::: Supplied records

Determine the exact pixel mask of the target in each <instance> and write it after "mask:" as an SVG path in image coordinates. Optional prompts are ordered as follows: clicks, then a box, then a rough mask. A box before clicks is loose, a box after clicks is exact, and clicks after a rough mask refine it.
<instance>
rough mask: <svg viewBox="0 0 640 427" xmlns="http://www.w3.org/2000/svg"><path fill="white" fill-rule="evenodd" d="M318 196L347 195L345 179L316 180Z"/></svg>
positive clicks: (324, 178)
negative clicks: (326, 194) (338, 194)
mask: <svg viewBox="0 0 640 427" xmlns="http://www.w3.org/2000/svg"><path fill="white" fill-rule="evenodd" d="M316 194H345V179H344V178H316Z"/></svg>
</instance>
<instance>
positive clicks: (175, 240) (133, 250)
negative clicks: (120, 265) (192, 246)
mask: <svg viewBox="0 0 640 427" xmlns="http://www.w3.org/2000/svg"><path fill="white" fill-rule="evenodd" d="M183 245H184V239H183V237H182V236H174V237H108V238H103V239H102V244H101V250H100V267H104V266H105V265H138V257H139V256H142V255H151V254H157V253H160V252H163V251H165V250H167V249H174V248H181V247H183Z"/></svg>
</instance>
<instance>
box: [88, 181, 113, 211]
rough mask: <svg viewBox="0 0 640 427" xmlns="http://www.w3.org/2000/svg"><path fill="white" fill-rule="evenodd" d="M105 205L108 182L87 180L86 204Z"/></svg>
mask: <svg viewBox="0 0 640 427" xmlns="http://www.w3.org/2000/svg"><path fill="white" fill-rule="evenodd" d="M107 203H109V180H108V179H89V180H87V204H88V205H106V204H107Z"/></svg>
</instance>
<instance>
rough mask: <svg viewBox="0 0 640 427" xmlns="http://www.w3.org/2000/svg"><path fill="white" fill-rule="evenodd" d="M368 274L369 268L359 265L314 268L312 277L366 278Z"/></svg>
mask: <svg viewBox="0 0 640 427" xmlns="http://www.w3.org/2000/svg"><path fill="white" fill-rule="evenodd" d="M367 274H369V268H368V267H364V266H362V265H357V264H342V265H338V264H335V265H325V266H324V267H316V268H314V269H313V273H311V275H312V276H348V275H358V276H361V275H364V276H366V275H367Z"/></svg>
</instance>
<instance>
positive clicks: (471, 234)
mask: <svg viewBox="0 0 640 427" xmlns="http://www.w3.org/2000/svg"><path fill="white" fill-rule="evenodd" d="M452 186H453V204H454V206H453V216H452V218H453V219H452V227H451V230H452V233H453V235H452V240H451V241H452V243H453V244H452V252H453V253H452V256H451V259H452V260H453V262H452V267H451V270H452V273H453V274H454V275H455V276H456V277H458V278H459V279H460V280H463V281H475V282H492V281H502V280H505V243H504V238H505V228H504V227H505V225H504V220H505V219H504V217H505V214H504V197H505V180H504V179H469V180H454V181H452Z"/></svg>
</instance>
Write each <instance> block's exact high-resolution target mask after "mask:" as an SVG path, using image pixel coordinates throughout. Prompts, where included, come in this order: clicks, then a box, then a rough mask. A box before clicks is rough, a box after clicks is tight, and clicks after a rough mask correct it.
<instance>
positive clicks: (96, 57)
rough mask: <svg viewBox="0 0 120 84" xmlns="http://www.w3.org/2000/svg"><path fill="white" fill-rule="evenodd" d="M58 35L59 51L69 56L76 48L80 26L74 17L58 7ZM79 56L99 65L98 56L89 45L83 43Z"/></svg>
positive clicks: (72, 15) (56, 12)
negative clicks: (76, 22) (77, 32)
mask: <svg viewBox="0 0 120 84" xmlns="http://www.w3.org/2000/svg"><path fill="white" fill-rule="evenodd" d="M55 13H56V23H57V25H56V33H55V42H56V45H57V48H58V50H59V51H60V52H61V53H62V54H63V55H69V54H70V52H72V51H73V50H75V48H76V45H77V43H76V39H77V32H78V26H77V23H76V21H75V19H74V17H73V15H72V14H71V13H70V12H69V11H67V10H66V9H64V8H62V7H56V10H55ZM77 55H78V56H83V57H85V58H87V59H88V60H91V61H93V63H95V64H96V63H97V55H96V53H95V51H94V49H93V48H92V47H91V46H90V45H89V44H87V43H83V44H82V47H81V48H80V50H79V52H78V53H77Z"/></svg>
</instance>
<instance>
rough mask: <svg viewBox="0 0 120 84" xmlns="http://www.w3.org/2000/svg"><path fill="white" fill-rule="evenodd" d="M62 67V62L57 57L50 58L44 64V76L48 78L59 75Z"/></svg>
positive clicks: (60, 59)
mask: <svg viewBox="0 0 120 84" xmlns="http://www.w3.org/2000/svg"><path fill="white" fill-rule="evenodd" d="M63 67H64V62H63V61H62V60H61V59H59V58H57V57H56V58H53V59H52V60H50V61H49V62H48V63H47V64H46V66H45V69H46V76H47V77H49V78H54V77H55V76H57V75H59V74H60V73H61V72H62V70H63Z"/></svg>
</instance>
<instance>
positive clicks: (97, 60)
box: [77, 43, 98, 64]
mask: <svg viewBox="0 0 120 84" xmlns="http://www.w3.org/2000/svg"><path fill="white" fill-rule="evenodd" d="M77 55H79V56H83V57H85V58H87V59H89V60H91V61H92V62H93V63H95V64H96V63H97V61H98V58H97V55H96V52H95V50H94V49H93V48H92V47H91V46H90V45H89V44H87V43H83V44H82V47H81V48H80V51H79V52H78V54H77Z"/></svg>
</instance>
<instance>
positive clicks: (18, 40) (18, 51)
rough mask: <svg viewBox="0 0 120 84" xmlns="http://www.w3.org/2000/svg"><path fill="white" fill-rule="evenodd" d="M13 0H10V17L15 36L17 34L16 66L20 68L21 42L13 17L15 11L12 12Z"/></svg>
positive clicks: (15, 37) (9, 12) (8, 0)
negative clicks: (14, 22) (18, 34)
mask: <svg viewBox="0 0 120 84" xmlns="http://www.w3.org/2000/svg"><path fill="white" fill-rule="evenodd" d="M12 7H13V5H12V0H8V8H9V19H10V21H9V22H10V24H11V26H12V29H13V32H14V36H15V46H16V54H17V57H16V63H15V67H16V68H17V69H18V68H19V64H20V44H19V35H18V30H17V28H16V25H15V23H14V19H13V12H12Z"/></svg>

::::::

### [Requirement]
Every record, start to finish: reproduce it word for word.

### [Your solution]
Determine the exact pixel mask of the target in each <instance> and write it after "mask:" as an SVG path in image coordinates. Optional prompts are ordered as follows: clicks, then a box, then a rough mask. A box before clicks is loose, a box after clicks is exact, and clicks after a rough mask refine it.
<instance>
rough mask: <svg viewBox="0 0 640 427" xmlns="http://www.w3.org/2000/svg"><path fill="white" fill-rule="evenodd" d="M318 196L347 195L345 179L316 180Z"/></svg>
positive clicks: (324, 178)
negative clicks: (326, 194) (338, 194)
mask: <svg viewBox="0 0 640 427" xmlns="http://www.w3.org/2000/svg"><path fill="white" fill-rule="evenodd" d="M316 194H345V179H344V178H316Z"/></svg>
</instance>
<instance>
positive clicks: (175, 240) (133, 250)
negative clicks: (120, 265) (192, 246)
mask: <svg viewBox="0 0 640 427" xmlns="http://www.w3.org/2000/svg"><path fill="white" fill-rule="evenodd" d="M183 245H184V239H183V237H182V236H174V237H108V238H103V239H102V244H101V250H100V267H104V266H105V265H138V257H139V256H142V255H151V254H157V253H160V252H163V251H165V250H167V249H174V248H181V247H183Z"/></svg>
</instance>
<instance>
box: [88, 181, 113, 211]
rough mask: <svg viewBox="0 0 640 427" xmlns="http://www.w3.org/2000/svg"><path fill="white" fill-rule="evenodd" d="M105 205L108 182L87 180L86 204Z"/></svg>
mask: <svg viewBox="0 0 640 427" xmlns="http://www.w3.org/2000/svg"><path fill="white" fill-rule="evenodd" d="M107 203H109V180H108V179H89V180H87V204H88V205H106V204H107Z"/></svg>
</instance>
<instance>
rough mask: <svg viewBox="0 0 640 427" xmlns="http://www.w3.org/2000/svg"><path fill="white" fill-rule="evenodd" d="M368 274L369 268L359 265L314 268L312 277L366 278Z"/></svg>
mask: <svg viewBox="0 0 640 427" xmlns="http://www.w3.org/2000/svg"><path fill="white" fill-rule="evenodd" d="M367 274H369V268H368V267H364V266H362V265H357V264H342V265H338V264H335V265H325V266H324V267H316V268H314V269H313V273H311V275H312V276H348V275H358V276H361V275H364V276H366V275H367Z"/></svg>
</instance>
<instance>
positive clicks: (471, 234)
mask: <svg viewBox="0 0 640 427" xmlns="http://www.w3.org/2000/svg"><path fill="white" fill-rule="evenodd" d="M452 186H453V204H454V206H453V216H452V218H453V219H452V227H451V230H452V233H453V235H452V240H451V241H452V243H453V244H452V252H453V253H452V256H451V259H452V260H453V262H452V267H451V270H452V273H453V274H454V275H455V276H456V277H458V278H459V279H460V280H463V281H475V282H492V281H502V280H505V243H504V238H505V228H504V227H505V225H504V220H505V219H504V217H505V214H504V197H505V180H504V179H469V180H454V181H452Z"/></svg>
</instance>
Write each <instance> block's exact high-resolution target mask after "mask:" as an SVG path, using image pixel coordinates throughout. Prompts, where included, come in this order: clicks, then a box, then a rough mask. A box before clicks is rough, a box after clicks is tight, and clicks after a rough mask correct it.
<instance>
positive clicks: (96, 57)
rough mask: <svg viewBox="0 0 120 84" xmlns="http://www.w3.org/2000/svg"><path fill="white" fill-rule="evenodd" d="M58 35L59 51L69 56L76 48L80 26L74 17L58 7ZM79 56L99 65L98 56L89 45L83 43Z"/></svg>
positive clicks: (72, 15) (56, 12)
negative clicks: (76, 22) (77, 32)
mask: <svg viewBox="0 0 120 84" xmlns="http://www.w3.org/2000/svg"><path fill="white" fill-rule="evenodd" d="M55 13H56V23H57V25H56V33H55V42H56V45H57V48H58V50H59V51H60V52H61V53H62V54H63V55H69V54H70V52H72V51H73V50H75V48H76V45H77V43H76V39H77V32H78V26H77V23H76V21H75V19H74V17H73V15H72V14H71V13H70V12H69V11H67V10H66V9H64V8H62V7H56V10H55ZM77 55H78V56H83V57H85V58H87V59H88V60H91V61H93V63H95V64H96V63H97V55H96V53H95V51H94V49H93V48H92V47H91V46H90V45H89V44H87V43H83V44H82V47H81V48H80V50H79V52H78V53H77Z"/></svg>
</instance>
<instance>
rough mask: <svg viewBox="0 0 120 84" xmlns="http://www.w3.org/2000/svg"><path fill="white" fill-rule="evenodd" d="M62 67V62L57 57L50 58L44 64V76L48 78L59 75Z"/></svg>
positive clicks: (60, 59)
mask: <svg viewBox="0 0 120 84" xmlns="http://www.w3.org/2000/svg"><path fill="white" fill-rule="evenodd" d="M63 67H64V62H63V61H62V60H61V59H59V58H57V57H56V58H53V59H52V60H50V61H49V62H48V63H47V64H46V66H45V69H46V76H47V77H49V78H54V77H55V76H57V75H59V74H60V73H61V72H62V70H63Z"/></svg>
</instance>
<instance>
positive clicks: (97, 60)
box: [77, 43, 98, 64]
mask: <svg viewBox="0 0 120 84" xmlns="http://www.w3.org/2000/svg"><path fill="white" fill-rule="evenodd" d="M77 55H79V56H83V57H85V58H87V59H89V60H91V61H92V62H93V63H95V64H96V63H97V61H98V58H97V55H96V52H95V50H94V49H93V48H92V47H91V46H90V45H89V44H87V43H83V44H82V47H81V48H80V51H79V52H78V54H77Z"/></svg>
</instance>
<instance>
positive clicks: (18, 40) (18, 51)
rough mask: <svg viewBox="0 0 120 84" xmlns="http://www.w3.org/2000/svg"><path fill="white" fill-rule="evenodd" d="M13 0H10V17L15 36L17 34L16 66L20 68L21 42L13 17L15 11L12 12Z"/></svg>
positive clicks: (15, 37) (9, 12) (8, 0)
negative clicks: (14, 22) (18, 34)
mask: <svg viewBox="0 0 120 84" xmlns="http://www.w3.org/2000/svg"><path fill="white" fill-rule="evenodd" d="M12 7H13V5H12V0H8V8H9V19H10V21H9V22H10V24H11V26H12V29H13V32H14V36H15V46H16V54H17V57H16V63H15V67H16V68H17V69H18V68H19V64H20V44H19V35H18V30H17V28H16V25H15V23H14V19H13V12H12Z"/></svg>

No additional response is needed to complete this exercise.